→ **GIVEN ENTRIES**:

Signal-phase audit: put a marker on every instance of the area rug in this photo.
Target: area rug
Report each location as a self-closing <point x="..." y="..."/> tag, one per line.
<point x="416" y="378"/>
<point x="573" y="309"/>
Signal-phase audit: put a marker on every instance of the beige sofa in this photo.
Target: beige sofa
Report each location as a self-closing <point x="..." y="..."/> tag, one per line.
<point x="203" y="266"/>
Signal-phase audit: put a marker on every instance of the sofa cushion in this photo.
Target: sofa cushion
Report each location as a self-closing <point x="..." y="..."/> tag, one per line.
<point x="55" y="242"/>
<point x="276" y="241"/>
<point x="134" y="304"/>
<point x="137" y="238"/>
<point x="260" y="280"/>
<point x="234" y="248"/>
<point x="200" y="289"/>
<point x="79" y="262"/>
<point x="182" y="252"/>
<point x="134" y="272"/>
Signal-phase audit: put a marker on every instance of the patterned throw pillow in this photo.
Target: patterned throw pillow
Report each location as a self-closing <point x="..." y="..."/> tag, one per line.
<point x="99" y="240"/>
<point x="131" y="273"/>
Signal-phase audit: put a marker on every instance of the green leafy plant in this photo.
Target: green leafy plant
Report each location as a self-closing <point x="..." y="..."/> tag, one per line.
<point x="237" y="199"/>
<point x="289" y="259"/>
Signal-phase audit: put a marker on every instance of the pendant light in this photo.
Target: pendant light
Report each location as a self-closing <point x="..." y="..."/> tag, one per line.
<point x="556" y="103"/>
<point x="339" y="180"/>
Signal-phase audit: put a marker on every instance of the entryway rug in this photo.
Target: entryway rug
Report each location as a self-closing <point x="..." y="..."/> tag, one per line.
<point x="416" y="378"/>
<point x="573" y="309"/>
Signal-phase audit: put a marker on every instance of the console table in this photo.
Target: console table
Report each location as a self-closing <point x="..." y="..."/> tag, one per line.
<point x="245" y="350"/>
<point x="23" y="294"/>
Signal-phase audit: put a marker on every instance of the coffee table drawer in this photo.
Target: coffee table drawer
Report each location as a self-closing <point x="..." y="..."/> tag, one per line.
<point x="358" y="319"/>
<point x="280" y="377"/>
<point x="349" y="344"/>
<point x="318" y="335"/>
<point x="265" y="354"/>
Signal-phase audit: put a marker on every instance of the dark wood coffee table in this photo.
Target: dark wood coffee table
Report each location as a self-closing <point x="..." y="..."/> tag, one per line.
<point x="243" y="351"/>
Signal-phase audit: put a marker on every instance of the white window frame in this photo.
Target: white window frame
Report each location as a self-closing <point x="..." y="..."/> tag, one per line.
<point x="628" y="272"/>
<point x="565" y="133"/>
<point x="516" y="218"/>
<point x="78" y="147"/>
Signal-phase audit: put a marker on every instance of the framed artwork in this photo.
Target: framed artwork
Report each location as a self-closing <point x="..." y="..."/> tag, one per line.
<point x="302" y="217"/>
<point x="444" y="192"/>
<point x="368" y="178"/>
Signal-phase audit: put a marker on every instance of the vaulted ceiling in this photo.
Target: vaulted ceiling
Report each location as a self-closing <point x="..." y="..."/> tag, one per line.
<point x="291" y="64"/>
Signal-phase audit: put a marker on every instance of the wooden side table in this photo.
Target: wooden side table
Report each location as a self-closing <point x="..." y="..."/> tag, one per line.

→ **TASK STATEMENT**: Write out exactly the lines above from the line with "Target: patterned throw pillow" through the line with "Target: pendant light", both of them included, and leave out all other lines.

→ **FINAL ANSWER**:
Target: patterned throw pillow
Report each location as a self-closing <point x="..." y="..."/> tag, one per line.
<point x="99" y="240"/>
<point x="131" y="273"/>
Signal-phase audit: put a marker on every instance of the green leafy plant in this photo.
Target: green leafy plant
Report each location as a self-closing <point x="..." y="..."/> tag, one per line.
<point x="237" y="199"/>
<point x="289" y="259"/>
Signal-phase audit: put a marker on every instance of the pendant light in this photo.
Target: pendant light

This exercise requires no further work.